Passage to read below:
NEW YORK, Nov 04 (Reuters Health) -- Low doses of a form of arsenic trioxide can safely bring about complete remission in patients with acute promyelocytic leukemia (APL) who have had relapses despite extensive prior treatment, US researchers report.
These findings confirm those of two Chinese studies, according to the researchers, Dr. Steven L. Soignet of Memorial Sloan-Kettering Cancer Center in New York, and colleagues. The researchers report their results in the November 5th issue of The New England Journal of Medicine.
Soignet and colleagues tested arsenic trioxide in 12 APL patients who had had multiple relapses and were not responding to traditional chemotherapy, bone marrow transplants, or treatment with all-trans-retinoic acid and related drugs -- medications that usually bring about remission. The researchers gave the patients intravenous doses of arsenic trioxide ranging from 0.06 to 0.2 milligrams per kilogram of body weight daily, until the patients no longer had visible leukemic cells in their bone marrow.
End of Passage to read.
*What you should do*: Copy the leukemia report word for word, starting at "These findings confirm" and stopping after "their bone marrow.". The items have nothing to do with the leukemia report.
Records below:
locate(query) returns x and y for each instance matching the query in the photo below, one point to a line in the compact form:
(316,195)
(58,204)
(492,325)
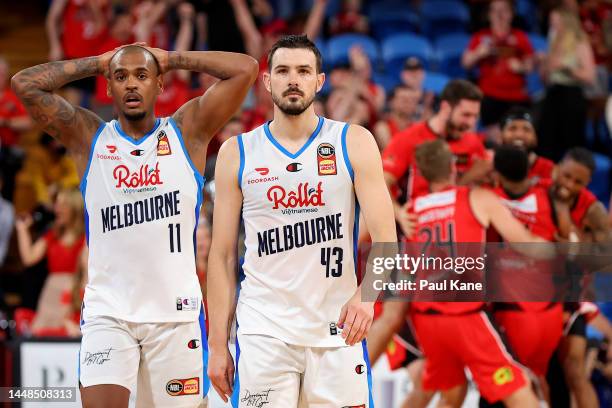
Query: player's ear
(266,80)
(320,80)
(160,84)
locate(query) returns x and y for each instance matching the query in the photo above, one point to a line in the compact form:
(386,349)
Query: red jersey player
(470,340)
(517,129)
(454,122)
(533,329)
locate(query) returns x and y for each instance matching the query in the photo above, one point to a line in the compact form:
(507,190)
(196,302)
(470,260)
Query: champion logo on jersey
(163,145)
(304,196)
(326,159)
(294,167)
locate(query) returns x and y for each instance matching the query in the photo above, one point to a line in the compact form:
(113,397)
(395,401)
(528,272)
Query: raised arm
(373,196)
(222,264)
(53,27)
(202,117)
(253,41)
(73,126)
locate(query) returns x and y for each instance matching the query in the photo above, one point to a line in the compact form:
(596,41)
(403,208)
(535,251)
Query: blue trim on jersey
(356,234)
(132,140)
(200,180)
(204,345)
(367,360)
(285,151)
(180,137)
(83,185)
(345,152)
(242,159)
(235,398)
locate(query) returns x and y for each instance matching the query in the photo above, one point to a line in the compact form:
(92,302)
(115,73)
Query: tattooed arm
(72,125)
(201,118)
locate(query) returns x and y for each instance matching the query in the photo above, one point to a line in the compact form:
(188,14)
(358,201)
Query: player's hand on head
End of Records.
*Response box*:
These findings confirm those of two Chinese studies, according to the researchers, Dr. Steven L. Soignet of Memorial Sloan-Kettering Cancer Center in New York, and colleagues. The researchers report their results in the November 5th issue of The New England Journal of Medicine.
Soignet and colleagues tested arsenic trioxide in 12 APL patients who had had multiple relapses and were not responding to traditional chemotherapy, bone marrow transplants, or treatment with all-trans-retinoic acid and related drugs -- medications that usually bring about remission. The researchers gave the patients intravenous doses of arsenic trioxide ranging from 0.06 to 0.2 milligrams per kilogram of body weight daily, until the patients no longer had visible leukemic cells in their bone marrow.